### SET PROBLEM 1
Copy out the rows below, starting at the line containing "segment the gabled roof" and continuing through the last line of the rows. Reproduce each line unchanged.

--*--

System Design: Fleet Management System

Requirements

Functional Requirements:

Real-time tracking of all vehicles in the fleet on a live map
Automated maintenance scheduling based on mileage, engine hours, and OBD-II data
Driver behavior scoring: harsh braking, acceleration, speeding, phone use detection
Compliance reporting: hours-of-service (HOS), IFTA fuel tax, DVIRs
Fuel monitoring: consumption per vehicle, anomaly detection for fuel theft
Alerts: geofence violations, speeding, harsh events, vehicle health warnings

Non-Functional Requirements:

Track 100,000 vehicles with 10-second update frequency
Maintenance alerts delivered within 5 minutes of threshold breach
Compliance reports generated within 60 seconds for any date range
99.9% uptime; fleet operators use this for legal compliance
Data retained 7 years for DOT audit requirements

Scale Estimation

100,000 vehicles × 10-second updates = 10,000 events/second. Each telemetry event: ~500 bytes (lat, lng, speed, heading, RPM, fuel level, odometer, OBD codes, timestamp) = 5 MB/second. Daily volume: ~432 GB/day raw; with LZ4 compression ~86 GB/day. 7-year retention: ~220 TB — necessitates tiered storage (hot: NVMe SSD for last 30 days, warm: HDD for last 2 years, cold: S3 Glacier for 2–7 years). Driver behavior events (harsh events) ~5% of telemetry = 500 events/second requiring near-real-time scoring.

--*--

### SET PROBLEM 2
In the fleet management system design, how long must data be retained?

--*--

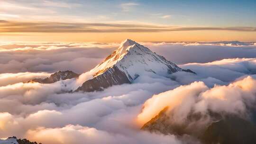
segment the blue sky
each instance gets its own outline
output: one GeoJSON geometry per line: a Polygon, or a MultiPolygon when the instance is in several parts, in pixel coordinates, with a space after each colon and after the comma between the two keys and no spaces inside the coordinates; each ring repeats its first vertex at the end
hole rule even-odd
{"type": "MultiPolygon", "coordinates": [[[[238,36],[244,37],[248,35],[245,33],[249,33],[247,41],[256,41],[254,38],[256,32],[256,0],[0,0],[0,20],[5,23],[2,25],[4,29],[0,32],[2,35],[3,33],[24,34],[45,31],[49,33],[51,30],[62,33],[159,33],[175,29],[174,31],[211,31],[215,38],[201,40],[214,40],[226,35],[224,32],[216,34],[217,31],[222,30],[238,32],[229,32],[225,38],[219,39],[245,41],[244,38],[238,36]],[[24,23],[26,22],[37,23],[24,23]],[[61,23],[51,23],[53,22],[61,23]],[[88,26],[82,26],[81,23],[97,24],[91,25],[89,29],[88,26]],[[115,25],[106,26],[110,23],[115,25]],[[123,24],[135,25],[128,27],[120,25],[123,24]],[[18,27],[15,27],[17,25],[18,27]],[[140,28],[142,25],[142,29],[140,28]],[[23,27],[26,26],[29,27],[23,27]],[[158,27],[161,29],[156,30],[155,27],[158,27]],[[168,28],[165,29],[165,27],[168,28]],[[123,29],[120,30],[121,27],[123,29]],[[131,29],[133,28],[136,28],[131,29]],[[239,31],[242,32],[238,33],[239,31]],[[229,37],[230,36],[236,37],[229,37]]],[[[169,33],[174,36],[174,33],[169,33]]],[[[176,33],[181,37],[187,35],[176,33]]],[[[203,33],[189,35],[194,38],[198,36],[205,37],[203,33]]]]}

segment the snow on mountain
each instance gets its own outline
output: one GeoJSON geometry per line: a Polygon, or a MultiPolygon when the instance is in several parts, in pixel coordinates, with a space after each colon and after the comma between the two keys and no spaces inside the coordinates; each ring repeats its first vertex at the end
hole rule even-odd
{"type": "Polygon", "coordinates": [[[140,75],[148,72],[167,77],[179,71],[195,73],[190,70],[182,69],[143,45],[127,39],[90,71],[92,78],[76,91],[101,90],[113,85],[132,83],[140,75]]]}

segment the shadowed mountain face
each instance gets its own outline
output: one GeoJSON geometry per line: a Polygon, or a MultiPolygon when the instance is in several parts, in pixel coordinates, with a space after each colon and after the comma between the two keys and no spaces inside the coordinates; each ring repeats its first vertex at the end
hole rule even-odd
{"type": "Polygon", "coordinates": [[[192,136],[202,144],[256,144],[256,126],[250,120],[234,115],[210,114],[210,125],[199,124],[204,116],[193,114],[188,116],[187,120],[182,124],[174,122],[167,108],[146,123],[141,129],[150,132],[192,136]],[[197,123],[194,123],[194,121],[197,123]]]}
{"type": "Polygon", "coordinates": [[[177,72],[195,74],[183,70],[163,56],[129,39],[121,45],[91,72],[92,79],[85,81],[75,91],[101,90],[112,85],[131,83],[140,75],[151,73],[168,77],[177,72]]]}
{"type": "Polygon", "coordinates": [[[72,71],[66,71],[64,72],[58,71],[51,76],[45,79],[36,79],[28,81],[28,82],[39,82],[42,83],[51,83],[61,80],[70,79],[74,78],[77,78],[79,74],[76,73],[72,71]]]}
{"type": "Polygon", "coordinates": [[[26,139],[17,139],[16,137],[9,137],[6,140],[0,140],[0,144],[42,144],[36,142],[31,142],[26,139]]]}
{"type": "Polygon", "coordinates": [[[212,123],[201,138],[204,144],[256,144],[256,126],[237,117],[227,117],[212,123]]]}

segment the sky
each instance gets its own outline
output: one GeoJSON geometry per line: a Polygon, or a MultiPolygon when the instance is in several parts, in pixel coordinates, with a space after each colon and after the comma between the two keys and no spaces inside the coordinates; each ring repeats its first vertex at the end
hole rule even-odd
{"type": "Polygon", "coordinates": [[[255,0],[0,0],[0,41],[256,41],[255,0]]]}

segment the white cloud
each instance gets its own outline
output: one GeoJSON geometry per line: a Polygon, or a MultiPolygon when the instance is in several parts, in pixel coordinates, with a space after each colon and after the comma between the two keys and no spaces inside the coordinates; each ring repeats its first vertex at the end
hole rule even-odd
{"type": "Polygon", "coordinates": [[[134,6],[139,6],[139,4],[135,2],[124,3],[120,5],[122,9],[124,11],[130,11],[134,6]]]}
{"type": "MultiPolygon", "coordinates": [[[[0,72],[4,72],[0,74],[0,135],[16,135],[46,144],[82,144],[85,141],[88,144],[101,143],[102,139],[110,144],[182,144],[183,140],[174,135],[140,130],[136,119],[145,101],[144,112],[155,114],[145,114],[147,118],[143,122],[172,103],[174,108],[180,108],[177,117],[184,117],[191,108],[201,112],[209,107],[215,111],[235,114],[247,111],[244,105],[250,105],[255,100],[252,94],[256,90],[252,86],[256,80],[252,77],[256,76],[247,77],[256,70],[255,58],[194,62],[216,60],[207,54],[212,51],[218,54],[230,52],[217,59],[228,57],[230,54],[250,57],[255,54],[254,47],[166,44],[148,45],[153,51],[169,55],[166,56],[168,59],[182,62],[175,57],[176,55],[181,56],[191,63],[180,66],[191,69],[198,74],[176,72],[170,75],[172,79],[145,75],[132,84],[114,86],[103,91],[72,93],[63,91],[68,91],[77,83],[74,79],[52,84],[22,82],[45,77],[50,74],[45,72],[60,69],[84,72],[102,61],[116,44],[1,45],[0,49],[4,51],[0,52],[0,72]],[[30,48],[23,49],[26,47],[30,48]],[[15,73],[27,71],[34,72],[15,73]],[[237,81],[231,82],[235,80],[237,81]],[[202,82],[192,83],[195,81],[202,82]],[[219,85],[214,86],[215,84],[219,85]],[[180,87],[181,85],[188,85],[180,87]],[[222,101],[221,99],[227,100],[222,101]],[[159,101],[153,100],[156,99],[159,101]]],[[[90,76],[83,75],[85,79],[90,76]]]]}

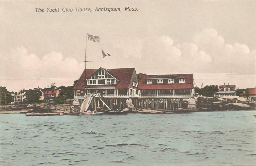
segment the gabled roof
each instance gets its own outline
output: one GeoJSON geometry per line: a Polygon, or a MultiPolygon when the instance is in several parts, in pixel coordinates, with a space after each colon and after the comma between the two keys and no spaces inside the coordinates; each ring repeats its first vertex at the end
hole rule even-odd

--*--

### COMPLETE ANSWER 1
segment the gabled roof
each instance gets its own outline
output: one GeoJSON geometry per line: a Polygon, or a MultiPolygon when the instance is in several parts, in pixel coordinates, with a space after each colon and after the comma between the two keys and no spaces inside the coordinates; each ring repeats its first vertex at the end
hole rule even-odd

### COMPLETE ANSWER 2
Seven years, for DOT audit requirements.